Text passage =>

============

Kettling 1: meaning and history, p2

The first well-known modern use of kettling — not as a tactic of war or as a tool for facilitating genocide but as a way of responding to political dissent — took place in Hamburg, Germany in 1986 when 800 anti-nuclear demonstrators were kettled in a field for an entire day. Kettling has been used against street demonstrators in many places since then, but it is in Great Britain that the police have been most enthusiastic about the practice. Because the British police are so ready to kettle protesters and because the English language seems to have borrowed the name from German, it is natural to imagine that the idea of kettling also came to England from Germany. It is not possible to say for certain whether or not this is so but at least one British scholar thinks that it did. David Mead, of the University of East Anglia, an “expert in public order policing” has suggested that a group of British police who attended a football championship in Germany in 1988 and had there an opportunity to observe the crowd control methods of the German police brought the idea back to Britain.[2] He does not say whether or not they also brought back the word, but it seems likely that the German police, having impressed their British colleagues with their kettling technique, would have told them what they called it and that the British, noting the similarity in sound and meaning to English, would have adopted it in translation.

============

Problems =>
• 1. In the passage on the history of kettling, how many demonstrators were kettled in Hamburg in 1986?
• 2. Resume the passage on the history of kettling from its final sentence.

============

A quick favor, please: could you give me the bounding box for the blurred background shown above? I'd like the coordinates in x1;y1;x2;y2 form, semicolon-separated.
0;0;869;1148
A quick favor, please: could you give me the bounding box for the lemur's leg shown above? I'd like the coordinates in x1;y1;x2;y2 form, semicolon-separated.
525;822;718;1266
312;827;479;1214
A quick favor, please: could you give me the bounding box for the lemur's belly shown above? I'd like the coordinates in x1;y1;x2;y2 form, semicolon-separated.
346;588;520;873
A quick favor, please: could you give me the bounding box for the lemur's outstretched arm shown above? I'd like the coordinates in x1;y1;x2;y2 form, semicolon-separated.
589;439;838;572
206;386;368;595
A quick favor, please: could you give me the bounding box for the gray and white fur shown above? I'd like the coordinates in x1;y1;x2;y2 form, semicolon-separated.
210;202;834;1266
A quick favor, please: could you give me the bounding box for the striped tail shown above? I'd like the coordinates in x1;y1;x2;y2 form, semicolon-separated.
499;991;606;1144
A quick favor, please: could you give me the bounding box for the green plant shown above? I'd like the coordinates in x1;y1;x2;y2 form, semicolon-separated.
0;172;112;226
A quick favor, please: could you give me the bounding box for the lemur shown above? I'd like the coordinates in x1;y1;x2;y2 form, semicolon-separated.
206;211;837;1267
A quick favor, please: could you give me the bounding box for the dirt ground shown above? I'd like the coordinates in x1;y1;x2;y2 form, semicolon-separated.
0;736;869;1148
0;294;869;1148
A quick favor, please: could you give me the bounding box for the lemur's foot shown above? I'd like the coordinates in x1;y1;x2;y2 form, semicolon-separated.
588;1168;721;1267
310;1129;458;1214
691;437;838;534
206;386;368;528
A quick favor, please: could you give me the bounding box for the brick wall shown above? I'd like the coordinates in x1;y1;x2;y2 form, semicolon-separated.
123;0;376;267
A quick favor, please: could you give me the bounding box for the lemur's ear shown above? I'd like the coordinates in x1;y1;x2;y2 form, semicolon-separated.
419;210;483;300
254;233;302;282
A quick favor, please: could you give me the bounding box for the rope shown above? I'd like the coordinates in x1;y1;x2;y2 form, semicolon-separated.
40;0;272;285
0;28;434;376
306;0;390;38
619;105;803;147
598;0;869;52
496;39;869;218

============

Task-by-task outputs =>
• 1. 800 anti-nuclear demonstrators were kettled in a field for an entire day.

• 2.
If the British police did bring the word home, however, they eventually lost their affection for it: Since the word has become common English, the police themselves have refused to use it. They prefer, instead, to speak of “containment.” Presumably, they find this less metaphorical label more dignified. Certainly it avoids giving any support to a popular but probably fanciful idea about the derivation of “kettling” which has often been suggested by opponents of the tactic: that kettling is called “kettling” because, just as water is put in a tea kettle to boil, protesters are put in a police kettle to make them “boil” with anger. Naturally the police do not like this idea because it implies they are kettling not — as they insist — to protect public order but to provoke violence from the protesters and in that way to give themselves an excuse for being violent in return.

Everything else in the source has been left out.